» **INFORMATION GIVEN**

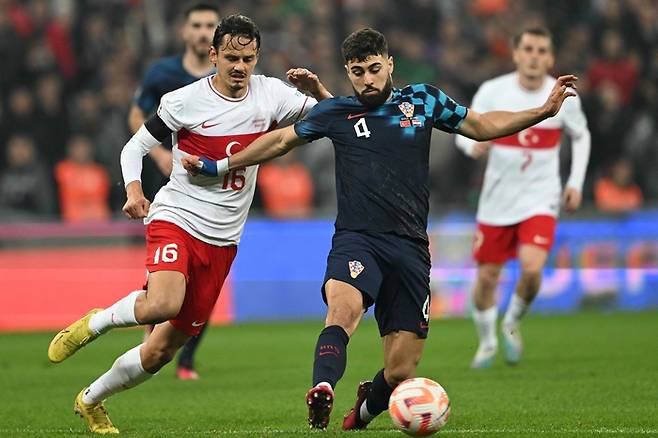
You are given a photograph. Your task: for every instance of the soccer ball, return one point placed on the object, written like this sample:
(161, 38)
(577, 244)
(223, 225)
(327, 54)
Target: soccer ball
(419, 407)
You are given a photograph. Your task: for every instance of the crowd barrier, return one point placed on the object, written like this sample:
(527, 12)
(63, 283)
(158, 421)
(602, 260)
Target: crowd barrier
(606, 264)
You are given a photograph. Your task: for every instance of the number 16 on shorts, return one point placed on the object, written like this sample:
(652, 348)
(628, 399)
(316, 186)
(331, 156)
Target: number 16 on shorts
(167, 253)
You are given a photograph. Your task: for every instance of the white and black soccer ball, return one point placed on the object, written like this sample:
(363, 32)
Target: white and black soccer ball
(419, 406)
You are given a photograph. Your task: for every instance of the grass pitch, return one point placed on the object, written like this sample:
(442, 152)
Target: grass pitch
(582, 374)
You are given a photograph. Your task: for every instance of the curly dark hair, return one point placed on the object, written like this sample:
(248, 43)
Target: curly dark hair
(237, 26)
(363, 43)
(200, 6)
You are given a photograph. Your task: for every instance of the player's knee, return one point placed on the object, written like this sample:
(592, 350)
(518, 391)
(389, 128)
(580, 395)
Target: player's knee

==

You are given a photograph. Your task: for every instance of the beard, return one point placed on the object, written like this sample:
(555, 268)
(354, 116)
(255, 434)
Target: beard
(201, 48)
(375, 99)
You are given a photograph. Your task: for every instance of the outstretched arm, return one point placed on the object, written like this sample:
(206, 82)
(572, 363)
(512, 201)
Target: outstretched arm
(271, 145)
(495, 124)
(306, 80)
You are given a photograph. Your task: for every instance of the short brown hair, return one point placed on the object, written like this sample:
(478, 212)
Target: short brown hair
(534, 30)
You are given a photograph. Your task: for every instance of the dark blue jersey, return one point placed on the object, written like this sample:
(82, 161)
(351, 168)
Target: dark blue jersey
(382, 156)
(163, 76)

» **ASSIGNMENT**
Lines with "knee" in the records above: copy every one of them.

» **EXERCISE RESULT**
You are given a photograph. Your task: for every instance of the player's knee, return one point placed on the object, written like this sample:
Target: player's knee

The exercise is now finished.